Text to read
Events in the state chart are scoped. By default they are only visible within the state machine they were activated in (to transition between children). Events can be declared to be visible on transitions that leave the state. This way, activated events can be handed over to the next level in the hierarchy to consider it for further transition.

5.6 Data passing and internal events

One-way parameter passing (as defined for state machines in UML [17]) is used to send data into states and can then be read from local variables.

Between states, data are passed with scoped variables (Fig. 11). Variables have a local scope and are visible within the containing state machine (the scope is defined by the border of the state machine).

Fig. 11
figure 11

Assignment and use of variables: \(?x\) is passed as parameter into the submachine. Event evt returns data in an attribute which is saved to ?message

State charts can fire internal state machine events that carry variables to pass data in attributes to the parent hierarchy and to report on the outcome of actions to consider the next state. Figure 11 shows the usage of variables, parameter passing and events: the event evt is fired by the submachine say and carries attributes that can be accessed. Special success or failure states are not available as the submachine cannot decide on the success or failure.

5.7 Grouping and hierarchy

In Dynamic State Charts, composite states are only used to structure and group states. They do not introduce a new scope or hierarchy as they bring no further hierarchy. This follows a suggestion by Simons [29] who suggests to use composite states only for abbreviation to draw group transitions only once.

Submachine states are supported to bring hierarchy and abstraction as they reference a state machine that is completely encapsulated.

5.8 Transitions

External transitions as defined e.g., by Harel and UML state charts define transitions that cross the boundary of either composite states or submachine states. They are intended to jump from any state to any other state regardless of the hierarchy or any other limitation, even between states of different state machines. They are not supported in the presented approach as they break encapsulation and have a negative impact on the readability [30].

Short task A
According to the state chart text, what are composite states used for in Dynamic State Charts?
The state chart text and the records are unrelated material.

Information given
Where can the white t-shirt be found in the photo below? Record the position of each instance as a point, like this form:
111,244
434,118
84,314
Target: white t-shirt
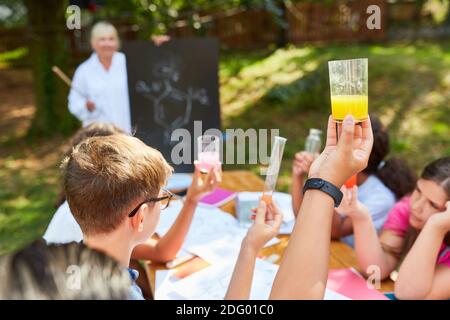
63,228
107,89
378,198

Short task B
Can you render the records above as a JSON list of strings, one string per line, with blank lines omitted and the picture left out?

Full response A
Only to structure and group states.

Full response B
[
  "Where can the white t-shirt be found in the photo below? Record the position of each instance as a point, like this form:",
  "111,244",
  "434,118",
  "84,314",
  "Target: white t-shirt",
  "63,228",
  "107,89",
  "378,198"
]